YOUR ASSIGNMENT: For each statement below, say whether the text on listening in conversation agrees, answering yes or no and quoting the text's deciding words. 1. Jones recommends keeping steady eye contact during video calls. 2. Jones says attention problems show up in anxiety and depression, not only in ADHD. 3. Bockrath thinks social anxiety is the root cause of poor listening skills.

EXERCISE TEXT Block Start

Bockrath said it can be helpful to envision a conversation as a shared project or even a game in order to visualize the amount of effort you should be putting in to keep things in motion. “In improv, and in conversation, you're building something together,” she said. “That’s the most important thing.”
Create a good environment for listening
According to Jones, where we are and what’s around us play a key role in our ability to focus on listening and engaging our conversation partner. “If you’re surrounded by chaos, unpredictability, or noises, your attention often drifts to seeking ways to control the environment to make it more optimal for the conversation,” he said. “This processing often occurs in the background of your mind but can contribute to missing key parts of the conversation.”
Jones said controlling your environment to the best of your ability, like moving away from the group of excited toddlers kicking a soccer ball in the park or waiting until the construction on your block has grinded to a halt before inviting a friend over for a distanced sidewalk hangout, is a good way to make sure you can actually listen to the person you’re talking to. “Prioritizing creating a space that will be calm and supportive of your engagement can be helpful,” he said.
Adjust for screen time
Unfortunately, a lot of the conversations we’re having right now happen onscreen by necessity. Facetime and Zoom reign supreme when it comes to linking up with distant loved ones—something that can definitely make existing listening problems even worse.
Jones said, paradoxically, the pressure to maintain eye contact on a video call can actually interrupt our ability to concentrate, because we’re focusing more on giving the appearance of listening than actually doing so. “I often recommend that clients give themselves permission to allow their eyes and thoughts to wander much like they would in person,” he said. “This can free up mental resources and lead to more interesting insights.”
The temptation to multitask when so many conversations are happening on the distraction rectangles is understandably high, but in real life you would never try to read a listicle and talk to someone at the same time (unless you were a huge jerk). Since pop-up alerts for emails and news alerts aren’t exactly a feature of normal life, either (sorry, Google Glass!), if you want to bump your video-call focus up to in-person levels, go ahead and throw your phone or computer onto Do Not Disturb mode while you’re talking—99.99 percent of the time, that notification can wait until your mom is done talking about her cataract surgery.
Some days just aren’t going to be good listening days, especially right now. “If you’re too preoccupied with thoughts or feelings, you may not have the capacity to listen with accurate attunement to the other person,” Jones said. He also said attention problems can arise in connection to a wider range of mental health issues than one might expect. “Attention related issues are not unique to ADHD, but instead show up across many mood disorders, such as anxiety and depression,” he said—so if you’re struggling with your mental health in general right now, poor concentration in a conversational setting might be just another symptom.
Bockrath also said she thinks the root cause of poor listening skills, especially when it comes to premeditating answers instead of actually responding, is social anxiety. “Right now, we don't spend that much time just sitting across from someone and having to make conversation,” she said. “We don't have to engage in that skill as often, and I think that makes us a little bit afraid of it.”
Being open and vulnerable (and apologetic, if appropriate!) about why you aren’t as attentive as you should be will go a long way in making sure whoever you can’t quite manage to listen to knows it’s nothing personal, and that you can’t wait to hear from sometime in the future when you’re a little less rusty and a lot less burdened.

EXERCISE TEXT Block End
MATERIAL PROVIDED Block Start

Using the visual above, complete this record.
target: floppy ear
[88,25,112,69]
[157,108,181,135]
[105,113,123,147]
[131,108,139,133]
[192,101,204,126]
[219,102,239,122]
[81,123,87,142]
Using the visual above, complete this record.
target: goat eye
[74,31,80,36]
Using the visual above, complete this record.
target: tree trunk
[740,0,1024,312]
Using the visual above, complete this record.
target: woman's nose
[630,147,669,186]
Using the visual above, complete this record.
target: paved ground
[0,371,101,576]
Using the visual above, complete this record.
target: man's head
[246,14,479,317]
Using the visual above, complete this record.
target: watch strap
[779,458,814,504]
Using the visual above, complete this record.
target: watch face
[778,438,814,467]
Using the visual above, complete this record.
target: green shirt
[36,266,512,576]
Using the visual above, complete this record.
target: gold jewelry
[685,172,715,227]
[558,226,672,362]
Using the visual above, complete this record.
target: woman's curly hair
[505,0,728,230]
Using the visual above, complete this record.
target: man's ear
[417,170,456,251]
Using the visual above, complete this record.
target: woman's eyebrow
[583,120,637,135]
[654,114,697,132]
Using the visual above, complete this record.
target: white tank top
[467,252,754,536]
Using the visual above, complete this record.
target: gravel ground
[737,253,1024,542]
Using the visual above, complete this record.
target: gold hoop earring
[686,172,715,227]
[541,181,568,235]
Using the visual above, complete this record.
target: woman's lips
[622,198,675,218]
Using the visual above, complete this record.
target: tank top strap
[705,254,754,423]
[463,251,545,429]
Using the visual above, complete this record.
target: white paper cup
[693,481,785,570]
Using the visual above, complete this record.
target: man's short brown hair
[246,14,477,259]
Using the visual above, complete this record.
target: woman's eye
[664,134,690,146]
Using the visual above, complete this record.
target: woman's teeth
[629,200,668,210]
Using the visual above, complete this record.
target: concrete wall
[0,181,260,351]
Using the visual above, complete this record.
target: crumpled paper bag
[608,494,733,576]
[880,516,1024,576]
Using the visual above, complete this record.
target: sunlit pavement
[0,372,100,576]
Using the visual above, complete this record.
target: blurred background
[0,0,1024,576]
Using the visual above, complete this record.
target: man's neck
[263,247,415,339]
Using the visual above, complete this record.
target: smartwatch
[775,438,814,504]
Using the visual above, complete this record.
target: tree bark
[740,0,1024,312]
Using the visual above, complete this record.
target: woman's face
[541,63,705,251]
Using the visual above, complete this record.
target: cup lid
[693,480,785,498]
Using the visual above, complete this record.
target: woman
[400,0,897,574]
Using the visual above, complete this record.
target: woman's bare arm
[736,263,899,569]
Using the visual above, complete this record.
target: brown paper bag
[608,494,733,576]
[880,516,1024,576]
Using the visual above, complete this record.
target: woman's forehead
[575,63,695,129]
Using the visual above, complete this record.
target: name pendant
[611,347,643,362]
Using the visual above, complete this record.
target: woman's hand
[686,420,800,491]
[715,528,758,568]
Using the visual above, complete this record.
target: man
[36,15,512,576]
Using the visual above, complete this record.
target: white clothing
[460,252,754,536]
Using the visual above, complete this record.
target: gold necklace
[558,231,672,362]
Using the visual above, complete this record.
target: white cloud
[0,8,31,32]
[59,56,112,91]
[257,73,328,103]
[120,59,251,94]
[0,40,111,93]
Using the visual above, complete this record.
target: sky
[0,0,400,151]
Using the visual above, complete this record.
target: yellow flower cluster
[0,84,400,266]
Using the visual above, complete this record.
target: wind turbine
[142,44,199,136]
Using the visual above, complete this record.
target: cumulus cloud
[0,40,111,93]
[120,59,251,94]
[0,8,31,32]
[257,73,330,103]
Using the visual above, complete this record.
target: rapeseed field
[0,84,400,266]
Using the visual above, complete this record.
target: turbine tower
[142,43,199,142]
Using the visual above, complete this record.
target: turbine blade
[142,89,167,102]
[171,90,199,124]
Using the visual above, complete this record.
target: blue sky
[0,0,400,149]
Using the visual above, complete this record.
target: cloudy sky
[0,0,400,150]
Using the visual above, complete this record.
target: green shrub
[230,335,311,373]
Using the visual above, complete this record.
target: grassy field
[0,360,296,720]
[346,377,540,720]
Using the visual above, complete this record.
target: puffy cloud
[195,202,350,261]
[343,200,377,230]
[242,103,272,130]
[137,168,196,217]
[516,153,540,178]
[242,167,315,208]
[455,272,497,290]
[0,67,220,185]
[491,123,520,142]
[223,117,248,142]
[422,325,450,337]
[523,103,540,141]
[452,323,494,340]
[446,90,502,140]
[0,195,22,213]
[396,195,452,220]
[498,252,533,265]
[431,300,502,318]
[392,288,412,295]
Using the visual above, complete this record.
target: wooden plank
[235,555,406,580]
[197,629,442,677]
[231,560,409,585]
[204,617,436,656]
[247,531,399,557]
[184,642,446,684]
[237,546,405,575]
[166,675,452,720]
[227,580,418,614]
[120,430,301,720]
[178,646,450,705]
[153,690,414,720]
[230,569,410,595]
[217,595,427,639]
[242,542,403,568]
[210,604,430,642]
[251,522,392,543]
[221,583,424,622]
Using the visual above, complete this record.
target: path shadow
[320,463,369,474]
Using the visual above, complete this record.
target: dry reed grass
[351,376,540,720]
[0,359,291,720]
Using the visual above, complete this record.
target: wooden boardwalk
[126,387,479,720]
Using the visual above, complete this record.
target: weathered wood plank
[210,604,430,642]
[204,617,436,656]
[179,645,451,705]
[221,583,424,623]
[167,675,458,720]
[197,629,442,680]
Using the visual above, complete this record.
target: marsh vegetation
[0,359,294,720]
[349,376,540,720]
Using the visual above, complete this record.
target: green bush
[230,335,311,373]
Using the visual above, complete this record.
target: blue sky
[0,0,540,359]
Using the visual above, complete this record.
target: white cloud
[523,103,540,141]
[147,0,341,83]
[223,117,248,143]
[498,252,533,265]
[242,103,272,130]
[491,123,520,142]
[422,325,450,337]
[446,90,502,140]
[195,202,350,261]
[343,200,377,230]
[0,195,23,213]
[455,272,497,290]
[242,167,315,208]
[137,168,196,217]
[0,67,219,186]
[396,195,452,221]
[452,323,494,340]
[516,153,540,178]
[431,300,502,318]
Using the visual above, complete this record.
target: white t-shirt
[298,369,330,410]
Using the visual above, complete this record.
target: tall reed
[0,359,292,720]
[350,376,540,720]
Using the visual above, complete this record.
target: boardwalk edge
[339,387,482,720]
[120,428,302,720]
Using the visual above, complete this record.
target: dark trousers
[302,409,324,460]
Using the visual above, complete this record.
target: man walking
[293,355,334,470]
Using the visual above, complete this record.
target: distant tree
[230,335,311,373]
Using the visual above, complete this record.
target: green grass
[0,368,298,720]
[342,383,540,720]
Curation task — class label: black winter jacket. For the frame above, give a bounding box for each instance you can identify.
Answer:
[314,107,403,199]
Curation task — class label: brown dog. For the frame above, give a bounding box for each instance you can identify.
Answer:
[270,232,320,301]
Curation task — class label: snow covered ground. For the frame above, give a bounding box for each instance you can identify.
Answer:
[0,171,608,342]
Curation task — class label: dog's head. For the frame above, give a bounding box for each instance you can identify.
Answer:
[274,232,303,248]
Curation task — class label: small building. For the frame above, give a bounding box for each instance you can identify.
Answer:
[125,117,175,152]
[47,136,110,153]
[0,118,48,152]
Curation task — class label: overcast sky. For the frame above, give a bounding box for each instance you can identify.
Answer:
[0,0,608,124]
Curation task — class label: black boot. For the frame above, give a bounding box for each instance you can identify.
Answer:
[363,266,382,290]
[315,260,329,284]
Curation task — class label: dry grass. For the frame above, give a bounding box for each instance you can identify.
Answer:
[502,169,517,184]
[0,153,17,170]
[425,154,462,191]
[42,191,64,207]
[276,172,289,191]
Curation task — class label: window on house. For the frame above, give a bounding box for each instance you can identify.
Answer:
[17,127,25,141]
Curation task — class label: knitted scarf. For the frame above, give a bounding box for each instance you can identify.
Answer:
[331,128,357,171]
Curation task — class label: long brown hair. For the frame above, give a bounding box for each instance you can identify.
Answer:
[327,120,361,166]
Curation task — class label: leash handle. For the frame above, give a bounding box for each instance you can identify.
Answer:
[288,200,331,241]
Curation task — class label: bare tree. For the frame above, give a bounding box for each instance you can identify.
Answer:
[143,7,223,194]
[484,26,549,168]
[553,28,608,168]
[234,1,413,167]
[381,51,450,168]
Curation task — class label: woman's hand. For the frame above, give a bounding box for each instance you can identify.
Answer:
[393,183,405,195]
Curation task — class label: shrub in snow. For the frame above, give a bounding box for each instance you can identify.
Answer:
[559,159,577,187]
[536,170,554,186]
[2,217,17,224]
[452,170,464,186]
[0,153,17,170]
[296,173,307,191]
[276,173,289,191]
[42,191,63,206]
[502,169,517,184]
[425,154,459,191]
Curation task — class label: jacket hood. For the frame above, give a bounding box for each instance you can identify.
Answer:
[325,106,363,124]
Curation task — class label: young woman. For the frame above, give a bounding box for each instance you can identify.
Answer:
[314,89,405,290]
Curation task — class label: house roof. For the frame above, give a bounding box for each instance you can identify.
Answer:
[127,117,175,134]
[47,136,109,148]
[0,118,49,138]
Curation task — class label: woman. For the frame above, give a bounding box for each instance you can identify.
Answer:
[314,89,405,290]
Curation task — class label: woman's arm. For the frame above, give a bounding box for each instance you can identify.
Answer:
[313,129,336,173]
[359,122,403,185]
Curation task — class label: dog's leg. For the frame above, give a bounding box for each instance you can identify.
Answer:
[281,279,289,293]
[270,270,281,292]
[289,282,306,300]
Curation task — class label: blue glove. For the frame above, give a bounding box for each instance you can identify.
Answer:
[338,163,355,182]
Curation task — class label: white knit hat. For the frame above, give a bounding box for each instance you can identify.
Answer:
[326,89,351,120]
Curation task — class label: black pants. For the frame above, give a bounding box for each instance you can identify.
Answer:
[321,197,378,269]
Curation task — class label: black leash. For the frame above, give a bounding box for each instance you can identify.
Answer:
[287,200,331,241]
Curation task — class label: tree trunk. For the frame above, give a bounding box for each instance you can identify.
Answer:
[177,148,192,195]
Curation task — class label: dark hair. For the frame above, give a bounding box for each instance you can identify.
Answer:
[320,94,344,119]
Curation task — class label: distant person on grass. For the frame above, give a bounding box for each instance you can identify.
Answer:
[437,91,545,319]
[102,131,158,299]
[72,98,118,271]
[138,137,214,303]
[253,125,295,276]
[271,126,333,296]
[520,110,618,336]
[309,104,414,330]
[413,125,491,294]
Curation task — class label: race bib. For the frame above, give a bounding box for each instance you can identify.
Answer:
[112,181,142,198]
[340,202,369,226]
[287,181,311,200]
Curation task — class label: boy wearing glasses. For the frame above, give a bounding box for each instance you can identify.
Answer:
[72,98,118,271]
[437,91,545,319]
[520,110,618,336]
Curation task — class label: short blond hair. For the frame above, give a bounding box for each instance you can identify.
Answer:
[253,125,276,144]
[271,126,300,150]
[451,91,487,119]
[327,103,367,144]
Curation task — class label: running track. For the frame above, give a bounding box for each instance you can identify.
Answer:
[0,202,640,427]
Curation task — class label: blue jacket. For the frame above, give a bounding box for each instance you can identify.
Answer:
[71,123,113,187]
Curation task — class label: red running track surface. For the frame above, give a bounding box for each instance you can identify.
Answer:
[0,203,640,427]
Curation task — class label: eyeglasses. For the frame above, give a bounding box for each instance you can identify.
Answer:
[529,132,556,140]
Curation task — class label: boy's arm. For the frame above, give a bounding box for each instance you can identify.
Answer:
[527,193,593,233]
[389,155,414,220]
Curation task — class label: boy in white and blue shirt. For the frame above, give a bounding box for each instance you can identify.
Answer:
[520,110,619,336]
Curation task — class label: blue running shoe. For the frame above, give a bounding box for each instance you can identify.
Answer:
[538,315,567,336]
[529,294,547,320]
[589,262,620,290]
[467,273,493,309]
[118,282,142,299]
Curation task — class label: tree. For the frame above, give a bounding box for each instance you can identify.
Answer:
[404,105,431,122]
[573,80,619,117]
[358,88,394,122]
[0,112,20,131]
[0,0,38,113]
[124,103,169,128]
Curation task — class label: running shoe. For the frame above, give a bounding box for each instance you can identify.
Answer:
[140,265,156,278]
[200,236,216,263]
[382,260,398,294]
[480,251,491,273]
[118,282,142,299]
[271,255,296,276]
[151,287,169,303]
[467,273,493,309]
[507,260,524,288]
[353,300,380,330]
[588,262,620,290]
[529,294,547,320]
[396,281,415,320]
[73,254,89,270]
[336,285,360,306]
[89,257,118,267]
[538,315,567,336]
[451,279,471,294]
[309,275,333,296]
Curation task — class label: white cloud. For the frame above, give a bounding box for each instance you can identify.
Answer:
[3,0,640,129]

MATERIAL PROVIDED Block End

RESULT FOR THIS EXERCISE:
1. No: "I often recommend that clients give themselves permission to allow their eyes and thoughts to wander much like they would in person"
2. Yes: "Attention related issues are not unique to ADHD, but instead show up across many mood disorders, such as anxiety and depression"
3. Yes: "she thinks the root cause of poor listening skills, especially when it comes to premeditating answers instead of actually responding, is social anxiety"